» Instruction:
Rewrite the data below with every "rough mask" changed to "coarse mask" and everything else kept the same. Leave the pictures out of your answer.

» Stored data:

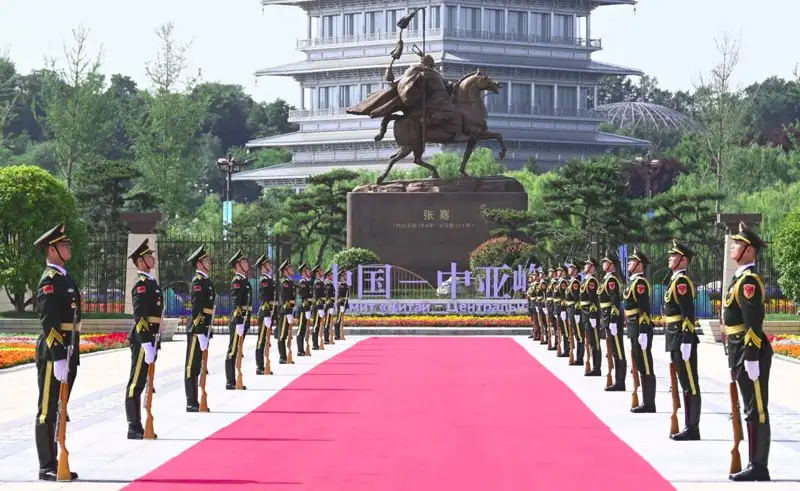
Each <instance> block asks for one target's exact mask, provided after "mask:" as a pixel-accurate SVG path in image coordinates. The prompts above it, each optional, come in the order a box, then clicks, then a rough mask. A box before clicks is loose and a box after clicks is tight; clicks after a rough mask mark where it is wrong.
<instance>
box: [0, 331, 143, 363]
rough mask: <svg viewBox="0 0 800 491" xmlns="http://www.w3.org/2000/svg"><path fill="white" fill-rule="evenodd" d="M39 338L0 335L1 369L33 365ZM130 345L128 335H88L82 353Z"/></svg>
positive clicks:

» Problem solution:
Each <instance> block asks for one target's exact mask, provided after "mask:" as a pixel-accurate SVG path in image coordinates. The prompts above it, each optional, come in the order a box, then clicks, then a coarse mask. A box before clicks is loose and a box after clicks is tight; clicks after a coarse mask mark where it is wrong.
<instance>
box: [0, 331, 143, 363]
coarse mask: <svg viewBox="0 0 800 491" xmlns="http://www.w3.org/2000/svg"><path fill="white" fill-rule="evenodd" d="M39 338L0 335L1 369L33 365ZM130 345L128 335H88L82 353Z"/></svg>
positive clicks:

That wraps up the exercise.